Extracted records
....................

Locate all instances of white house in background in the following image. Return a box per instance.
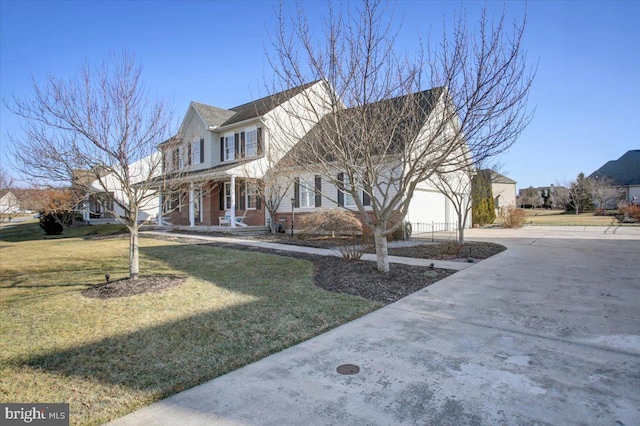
[589,149,640,208]
[490,170,517,216]
[152,81,462,231]
[81,153,160,223]
[0,189,20,216]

....................

Aim of the exercise
Turn the records above into a numbered list with one entry per line, skipping blank lines and leaving out the pictures.

Reply to the task
1. Locate all instances of white house in background in the following image. Return a box per instance.
2. [589,149,640,208]
3. [490,170,517,216]
4. [152,81,462,231]
5. [81,153,160,223]
6. [0,189,20,216]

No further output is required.